Exercise instructions: Render the entries below as a JSON list of strings, one string per line, skipping blank lines. Leave the pictures out.

Source material:
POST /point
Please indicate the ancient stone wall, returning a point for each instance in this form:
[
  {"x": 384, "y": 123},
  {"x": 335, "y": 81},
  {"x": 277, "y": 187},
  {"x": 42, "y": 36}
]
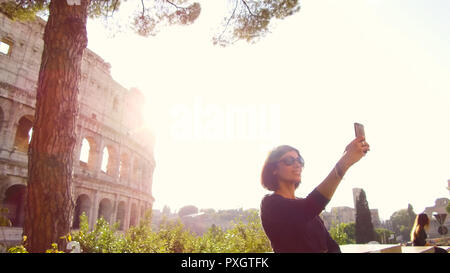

Answer for this exercise:
[
  "POST /point",
  "Please indicate the ancient stone wall, returning a point for each instance in this form:",
  "[",
  "  {\"x\": 384, \"y\": 123},",
  "  {\"x\": 335, \"y\": 81},",
  "  {\"x\": 277, \"y\": 187},",
  "  {\"x\": 42, \"y\": 36}",
  "]"
]